======== 摘录

Android OkHttp3 上传多张图片

经过实践,android与php交互,已经成功搞定!

一、Android 端

 /**
     * 上传文件及参数
     */
    private void sendMultipart(){
        File sdcache = getExternalCacheDir();
        int cacheSize = 10 * 1024 * 1024;
        //设置超时时间及缓存
        OkHttpClient.Builder builder = new OkHttpClient.Builder()
                .connectTimeout(15, TimeUnit.SECONDS)
                .writeTimeout(20, TimeUnit.SECONDS)
                .readTimeout(20, TimeUnit.SECONDS)

================
======== 数据记录

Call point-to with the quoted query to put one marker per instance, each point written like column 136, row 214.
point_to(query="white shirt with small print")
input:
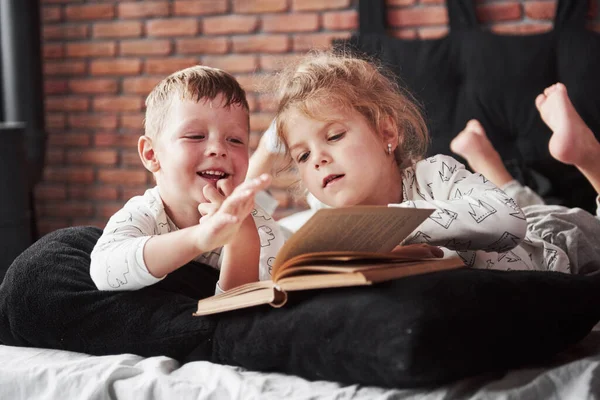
column 117, row 260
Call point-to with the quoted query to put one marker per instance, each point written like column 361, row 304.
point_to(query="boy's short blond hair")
column 193, row 83
column 324, row 79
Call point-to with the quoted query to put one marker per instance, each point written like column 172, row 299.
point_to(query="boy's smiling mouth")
column 331, row 178
column 213, row 174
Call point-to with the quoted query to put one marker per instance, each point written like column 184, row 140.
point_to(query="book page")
column 359, row 228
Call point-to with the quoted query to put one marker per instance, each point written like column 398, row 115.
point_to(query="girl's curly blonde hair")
column 324, row 79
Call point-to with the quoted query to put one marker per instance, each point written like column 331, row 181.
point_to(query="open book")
column 336, row 247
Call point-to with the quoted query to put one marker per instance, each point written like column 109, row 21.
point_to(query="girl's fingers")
column 212, row 194
column 225, row 186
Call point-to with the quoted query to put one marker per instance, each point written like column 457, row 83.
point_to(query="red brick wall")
column 101, row 58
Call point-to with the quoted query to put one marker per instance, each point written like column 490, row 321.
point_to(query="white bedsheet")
column 31, row 373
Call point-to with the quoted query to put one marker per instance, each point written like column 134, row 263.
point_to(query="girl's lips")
column 331, row 179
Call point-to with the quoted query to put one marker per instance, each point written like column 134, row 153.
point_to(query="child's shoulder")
column 436, row 162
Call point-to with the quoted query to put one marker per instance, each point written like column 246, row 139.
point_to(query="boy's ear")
column 147, row 154
column 389, row 132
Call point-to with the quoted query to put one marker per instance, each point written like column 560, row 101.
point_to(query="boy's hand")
column 221, row 217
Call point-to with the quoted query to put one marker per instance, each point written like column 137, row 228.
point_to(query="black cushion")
column 417, row 331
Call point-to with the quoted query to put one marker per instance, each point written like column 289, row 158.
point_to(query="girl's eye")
column 337, row 136
column 303, row 157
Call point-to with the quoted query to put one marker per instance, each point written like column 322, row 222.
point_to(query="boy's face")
column 341, row 161
column 201, row 143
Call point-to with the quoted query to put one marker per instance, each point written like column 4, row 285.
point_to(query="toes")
column 539, row 100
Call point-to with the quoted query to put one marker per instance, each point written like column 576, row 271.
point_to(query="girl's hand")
column 420, row 250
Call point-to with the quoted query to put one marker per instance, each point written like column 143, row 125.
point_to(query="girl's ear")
column 147, row 154
column 389, row 133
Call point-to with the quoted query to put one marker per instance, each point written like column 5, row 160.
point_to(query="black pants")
column 410, row 332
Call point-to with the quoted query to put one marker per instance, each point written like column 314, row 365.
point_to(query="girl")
column 356, row 138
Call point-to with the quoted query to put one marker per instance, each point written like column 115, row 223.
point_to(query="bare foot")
column 572, row 141
column 474, row 146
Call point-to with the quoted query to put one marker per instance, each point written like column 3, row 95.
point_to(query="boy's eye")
column 302, row 157
column 337, row 136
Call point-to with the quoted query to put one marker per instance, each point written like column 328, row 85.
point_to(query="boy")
column 196, row 146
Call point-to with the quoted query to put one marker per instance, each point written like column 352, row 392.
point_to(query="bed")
column 33, row 373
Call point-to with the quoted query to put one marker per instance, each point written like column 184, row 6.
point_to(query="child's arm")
column 241, row 255
column 471, row 212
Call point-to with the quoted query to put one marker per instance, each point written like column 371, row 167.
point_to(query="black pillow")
column 417, row 331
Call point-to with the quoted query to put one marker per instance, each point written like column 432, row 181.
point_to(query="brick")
column 93, row 192
column 277, row 62
column 46, row 191
column 319, row 5
column 261, row 44
column 305, row 42
column 259, row 122
column 115, row 140
column 117, row 103
column 342, row 20
column 145, row 47
column 130, row 66
column 72, row 103
column 131, row 159
column 66, row 209
column 55, row 86
column 143, row 9
column 203, row 45
column 69, row 174
column 403, row 3
column 172, row 27
column 259, row 6
column 433, row 32
column 65, row 32
column 298, row 22
column 233, row 63
column 89, row 12
column 165, row 66
column 417, row 16
column 499, row 12
column 229, row 24
column 91, row 49
column 122, row 176
column 132, row 121
column 404, row 33
column 54, row 157
column 251, row 82
column 64, row 67
column 92, row 121
column 69, row 139
column 540, row 10
column 93, row 86
column 55, row 120
column 118, row 29
column 53, row 50
column 92, row 157
column 140, row 85
column 518, row 28
column 51, row 14
column 199, row 7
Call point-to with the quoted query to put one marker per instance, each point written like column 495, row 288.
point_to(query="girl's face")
column 342, row 161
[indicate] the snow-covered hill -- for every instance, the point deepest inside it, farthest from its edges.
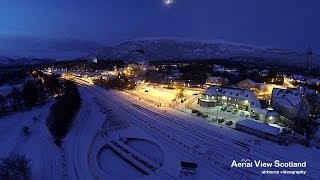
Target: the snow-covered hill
(5, 61)
(176, 49)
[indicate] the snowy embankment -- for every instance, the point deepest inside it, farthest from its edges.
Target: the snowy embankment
(79, 140)
(45, 158)
(226, 138)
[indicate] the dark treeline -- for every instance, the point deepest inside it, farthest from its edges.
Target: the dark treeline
(88, 65)
(63, 111)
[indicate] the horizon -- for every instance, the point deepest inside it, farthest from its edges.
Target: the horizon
(27, 28)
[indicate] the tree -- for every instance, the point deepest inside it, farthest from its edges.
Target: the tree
(30, 94)
(2, 103)
(15, 167)
(16, 96)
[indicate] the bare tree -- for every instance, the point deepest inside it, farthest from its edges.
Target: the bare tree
(15, 167)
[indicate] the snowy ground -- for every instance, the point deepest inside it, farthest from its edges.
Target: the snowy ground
(45, 158)
(160, 94)
(108, 118)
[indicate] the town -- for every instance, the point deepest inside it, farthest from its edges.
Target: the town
(159, 90)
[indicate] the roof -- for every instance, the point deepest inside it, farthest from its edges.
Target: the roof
(234, 93)
(256, 125)
(249, 81)
(287, 97)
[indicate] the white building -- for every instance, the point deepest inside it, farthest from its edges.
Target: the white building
(220, 81)
(229, 96)
(291, 105)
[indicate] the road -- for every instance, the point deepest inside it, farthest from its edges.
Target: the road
(213, 150)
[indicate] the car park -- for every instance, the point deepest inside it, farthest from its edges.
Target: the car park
(199, 114)
(194, 111)
(229, 109)
(214, 119)
(204, 116)
(221, 120)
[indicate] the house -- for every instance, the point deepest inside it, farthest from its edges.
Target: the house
(247, 84)
(292, 106)
(220, 81)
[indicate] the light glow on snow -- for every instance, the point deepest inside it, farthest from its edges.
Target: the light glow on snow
(168, 2)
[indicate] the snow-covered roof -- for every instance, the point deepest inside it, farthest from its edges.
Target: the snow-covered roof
(6, 89)
(287, 97)
(252, 124)
(249, 81)
(234, 93)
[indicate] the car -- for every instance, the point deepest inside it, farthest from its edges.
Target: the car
(204, 116)
(194, 111)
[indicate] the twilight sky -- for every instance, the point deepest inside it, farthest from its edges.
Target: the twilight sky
(288, 24)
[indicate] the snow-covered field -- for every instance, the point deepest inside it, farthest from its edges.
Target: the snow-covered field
(45, 158)
(116, 135)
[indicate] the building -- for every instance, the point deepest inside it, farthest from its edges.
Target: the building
(292, 106)
(219, 81)
(259, 129)
(229, 96)
(247, 84)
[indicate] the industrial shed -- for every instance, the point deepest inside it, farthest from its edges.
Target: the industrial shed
(258, 129)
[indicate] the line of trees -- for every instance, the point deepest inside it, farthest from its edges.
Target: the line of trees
(15, 167)
(34, 92)
(63, 111)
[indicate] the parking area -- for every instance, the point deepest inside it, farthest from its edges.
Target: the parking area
(226, 116)
(159, 94)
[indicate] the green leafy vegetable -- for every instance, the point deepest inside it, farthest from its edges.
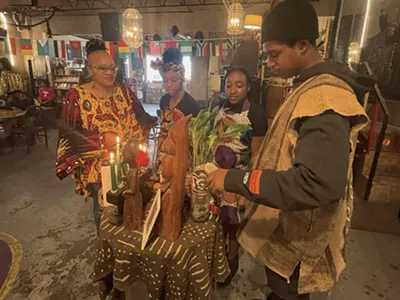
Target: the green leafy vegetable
(203, 136)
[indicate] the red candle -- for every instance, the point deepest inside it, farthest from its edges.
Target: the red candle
(142, 159)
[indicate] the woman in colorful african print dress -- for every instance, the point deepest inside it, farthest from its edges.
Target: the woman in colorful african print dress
(237, 152)
(93, 115)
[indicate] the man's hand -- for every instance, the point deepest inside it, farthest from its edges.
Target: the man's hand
(216, 179)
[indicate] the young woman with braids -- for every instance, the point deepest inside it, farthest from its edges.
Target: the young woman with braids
(93, 115)
(237, 153)
(177, 103)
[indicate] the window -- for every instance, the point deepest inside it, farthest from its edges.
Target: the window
(154, 75)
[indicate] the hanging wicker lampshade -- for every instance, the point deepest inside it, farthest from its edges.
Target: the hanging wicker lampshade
(253, 22)
(132, 27)
(235, 19)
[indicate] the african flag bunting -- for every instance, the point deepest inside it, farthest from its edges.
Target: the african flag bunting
(26, 47)
(155, 49)
(11, 47)
(123, 50)
(76, 49)
(137, 52)
(60, 49)
(43, 47)
(110, 48)
(171, 44)
(202, 48)
(186, 48)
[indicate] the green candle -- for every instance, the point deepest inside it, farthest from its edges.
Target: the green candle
(112, 170)
(119, 169)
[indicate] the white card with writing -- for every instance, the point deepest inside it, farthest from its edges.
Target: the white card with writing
(105, 183)
(151, 218)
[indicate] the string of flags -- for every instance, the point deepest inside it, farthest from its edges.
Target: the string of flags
(75, 49)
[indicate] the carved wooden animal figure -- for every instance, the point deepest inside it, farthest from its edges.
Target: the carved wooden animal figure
(174, 165)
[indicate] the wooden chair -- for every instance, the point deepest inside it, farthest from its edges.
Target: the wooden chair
(32, 125)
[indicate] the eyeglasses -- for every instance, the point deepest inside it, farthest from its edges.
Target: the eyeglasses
(104, 70)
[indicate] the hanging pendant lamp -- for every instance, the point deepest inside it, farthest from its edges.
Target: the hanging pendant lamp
(235, 19)
(132, 27)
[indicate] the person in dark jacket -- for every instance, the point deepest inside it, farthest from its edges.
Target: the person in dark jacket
(299, 191)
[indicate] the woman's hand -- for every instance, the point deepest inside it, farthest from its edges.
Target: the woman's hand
(188, 185)
(109, 140)
(216, 180)
(230, 198)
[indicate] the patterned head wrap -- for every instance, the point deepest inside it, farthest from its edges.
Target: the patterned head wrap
(168, 66)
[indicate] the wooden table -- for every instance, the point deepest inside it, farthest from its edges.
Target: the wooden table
(180, 270)
(11, 113)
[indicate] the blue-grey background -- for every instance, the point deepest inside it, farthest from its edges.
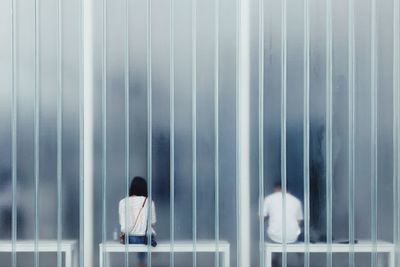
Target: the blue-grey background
(116, 180)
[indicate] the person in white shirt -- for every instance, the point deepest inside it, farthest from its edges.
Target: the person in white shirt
(134, 214)
(273, 211)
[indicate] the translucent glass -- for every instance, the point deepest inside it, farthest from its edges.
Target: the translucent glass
(46, 86)
(333, 214)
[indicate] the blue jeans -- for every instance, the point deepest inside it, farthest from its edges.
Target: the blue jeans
(133, 239)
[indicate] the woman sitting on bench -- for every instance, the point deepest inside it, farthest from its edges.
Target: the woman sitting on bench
(134, 215)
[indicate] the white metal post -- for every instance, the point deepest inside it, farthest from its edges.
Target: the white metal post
(244, 132)
(88, 8)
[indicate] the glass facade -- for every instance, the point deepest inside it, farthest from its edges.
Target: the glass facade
(167, 103)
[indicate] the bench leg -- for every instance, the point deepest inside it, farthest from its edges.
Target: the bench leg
(226, 259)
(391, 259)
(76, 258)
(68, 258)
(268, 258)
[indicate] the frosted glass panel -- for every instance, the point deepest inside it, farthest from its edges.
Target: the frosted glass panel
(39, 131)
(167, 79)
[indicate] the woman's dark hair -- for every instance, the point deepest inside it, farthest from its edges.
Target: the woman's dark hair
(138, 187)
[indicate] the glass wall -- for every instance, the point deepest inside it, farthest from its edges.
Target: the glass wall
(324, 121)
(39, 133)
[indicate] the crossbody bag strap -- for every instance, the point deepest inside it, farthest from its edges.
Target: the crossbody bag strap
(137, 218)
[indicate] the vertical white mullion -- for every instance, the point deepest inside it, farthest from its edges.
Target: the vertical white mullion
(104, 129)
(81, 133)
(194, 130)
(242, 131)
(306, 133)
(127, 139)
(59, 133)
(14, 113)
(172, 131)
(216, 128)
(149, 126)
(36, 130)
(86, 133)
(396, 122)
(374, 145)
(238, 148)
(328, 121)
(261, 130)
(283, 121)
(352, 121)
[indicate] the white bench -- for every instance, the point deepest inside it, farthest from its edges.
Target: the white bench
(179, 246)
(68, 247)
(360, 247)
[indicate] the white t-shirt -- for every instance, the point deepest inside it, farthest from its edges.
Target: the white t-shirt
(134, 205)
(294, 214)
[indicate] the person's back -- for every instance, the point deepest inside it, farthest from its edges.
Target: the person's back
(273, 209)
(133, 223)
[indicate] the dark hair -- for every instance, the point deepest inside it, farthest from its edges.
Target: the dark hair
(278, 184)
(138, 187)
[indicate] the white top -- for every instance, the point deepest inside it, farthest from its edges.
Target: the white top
(294, 214)
(134, 205)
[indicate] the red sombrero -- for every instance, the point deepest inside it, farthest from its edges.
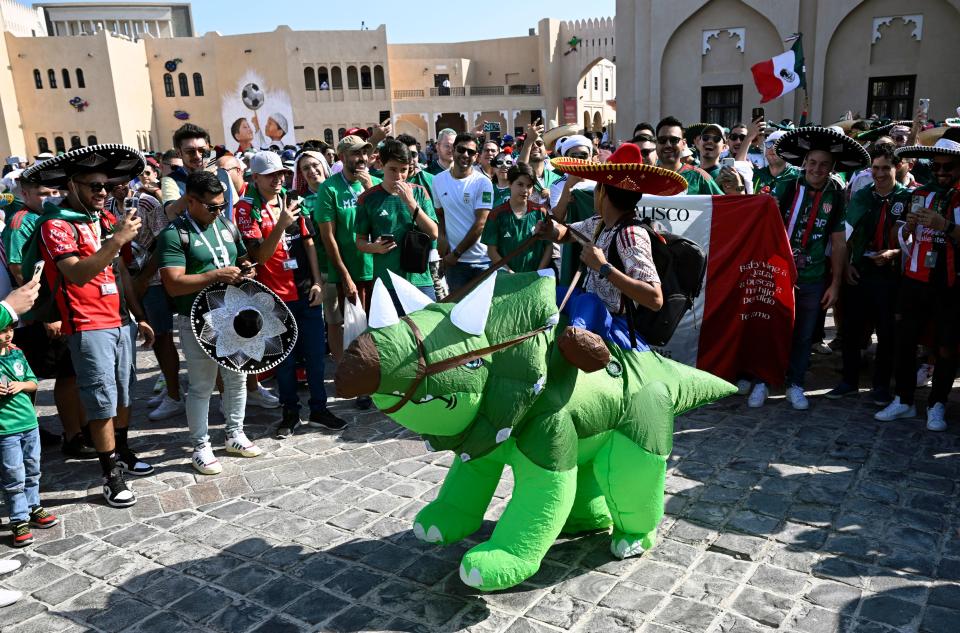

================

=== 待办操作 ===
1 – 请输出关于 OkHttp3 上传多张图片的摘录中从"一、Android 端"一直到"builder = new OkHttpClient.Builder()"的全部内容,一字不改。
2 – 根据关于 OkHttp3 上传多张图片的摘录回答:
(a) 文中 Android 端与哪种语言的服务端进行交互?
(b) 代码中 cacheSize 的值设为多少?
(c) connectTimeout 设置的超时时长是多少?
3 – 请从关于 OkHttp3 上传多张图片的摘录末尾往下续写。

=== 逐项结果 ===
1 –
一、Android 端

 /**
     * 上传文件及参数
     */
    private void sendMultipart(){
        File sdcache = getExternalCacheDir();
        int cacheSize = 10 * 1024 * 1024;
        //设置超时时间及缓存
        OkHttpClient.Builder builder = new OkHttpClient.Builder()

2 –
(a) php
(b) 10 * 1024 * 1024
(c) 15 秒(TimeUnit.SECONDS)

3 –
                .cache(new Cache(sdcache.getAbsoluteFile(), cacheSize));


        OkHttpClient mOkHttpClient=builder.build();

        MultipartBody.Builder mbody=new MultipartBody.Builder().setType(MultipartBody.FORM);

        List fileList=new ArrayList();
        File img1=new File("/sdcard/wangshu.jpg");
        fileList.add(img1);
        File img2=new File("/sdcard/123.jpg");
        fileList.add(img2);
        int i=0;
        for(File file:fileList){
            if(file.exists()){
                Log.i("imageName:",file.getName());//经过测试,此处的名称不能相同,如果相同,只能保存最后一个图片,不知道那些同名的大神是怎么成功保存图片的。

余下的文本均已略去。